--- DATA SECTION Enclosed Below ---

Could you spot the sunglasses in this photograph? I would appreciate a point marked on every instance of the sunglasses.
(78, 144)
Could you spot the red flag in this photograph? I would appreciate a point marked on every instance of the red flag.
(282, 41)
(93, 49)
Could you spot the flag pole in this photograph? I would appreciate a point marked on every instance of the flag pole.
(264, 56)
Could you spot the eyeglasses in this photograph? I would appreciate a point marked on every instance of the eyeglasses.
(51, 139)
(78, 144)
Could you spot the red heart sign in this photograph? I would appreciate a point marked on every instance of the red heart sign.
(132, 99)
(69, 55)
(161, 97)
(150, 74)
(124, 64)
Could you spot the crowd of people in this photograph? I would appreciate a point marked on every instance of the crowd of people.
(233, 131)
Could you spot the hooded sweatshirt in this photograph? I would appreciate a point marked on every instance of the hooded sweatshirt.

--- End of Enclosed DATA SECTION ---
--- DATA SECTION Enclosed Below ---

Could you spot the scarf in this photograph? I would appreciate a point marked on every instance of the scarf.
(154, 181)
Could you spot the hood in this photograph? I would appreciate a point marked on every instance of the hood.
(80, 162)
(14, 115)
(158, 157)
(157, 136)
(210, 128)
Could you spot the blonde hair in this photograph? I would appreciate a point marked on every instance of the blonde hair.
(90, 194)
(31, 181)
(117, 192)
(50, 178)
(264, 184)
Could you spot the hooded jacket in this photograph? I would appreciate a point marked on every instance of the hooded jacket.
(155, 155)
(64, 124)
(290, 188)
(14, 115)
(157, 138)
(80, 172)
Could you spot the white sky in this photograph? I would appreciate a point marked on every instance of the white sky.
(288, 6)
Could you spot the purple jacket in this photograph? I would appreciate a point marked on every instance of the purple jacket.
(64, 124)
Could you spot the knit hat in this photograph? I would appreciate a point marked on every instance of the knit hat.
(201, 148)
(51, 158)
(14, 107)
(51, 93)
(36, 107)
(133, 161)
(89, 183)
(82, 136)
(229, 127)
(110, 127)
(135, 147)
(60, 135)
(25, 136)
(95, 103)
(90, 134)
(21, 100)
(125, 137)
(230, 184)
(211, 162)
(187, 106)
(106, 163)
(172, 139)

--- End of Enclosed DATA SECTION ---
--- DATA SECTION Enclosed Below ---

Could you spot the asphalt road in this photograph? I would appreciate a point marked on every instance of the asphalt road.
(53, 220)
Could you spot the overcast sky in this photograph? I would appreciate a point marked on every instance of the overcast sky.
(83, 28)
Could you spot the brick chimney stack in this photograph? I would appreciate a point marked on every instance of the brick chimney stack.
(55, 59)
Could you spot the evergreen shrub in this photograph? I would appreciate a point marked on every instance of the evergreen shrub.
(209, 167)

--- End of Enclosed DATA SECTION ---

_TASK TO CARRY OUT_
Of the entries above, transcribe exactly those lines that fall between the line containing "Could you spot the red flag" and the line containing "Could you spot the hooded sweatshirt", together with those two lines.

_OUTPUT_
Could you spot the red flag in this photograph? I would appreciate a point marked on every instance of the red flag.
(282, 41)
(93, 49)
Could you spot the flag pole in this photograph? I would appreciate a point marked on every instance of the flag pole.
(264, 56)
Could you spot the eyeglasses in this photograph? I would appreciate a point marked on every instance of the eyeglasses.
(51, 139)
(78, 144)
Could you spot the red heart sign in this photograph? I would appreciate a point marked on every instance of the red heart sign.
(132, 99)
(69, 55)
(161, 97)
(150, 74)
(124, 64)
Could you spot the crowd of people in this photograph? I would appreciate a point marked on every instance of the crowd of people.
(233, 131)
Could you spot the hooded sweatshirt in this photograph? I would appreciate a point marked on every instance of the hooded sweatshirt.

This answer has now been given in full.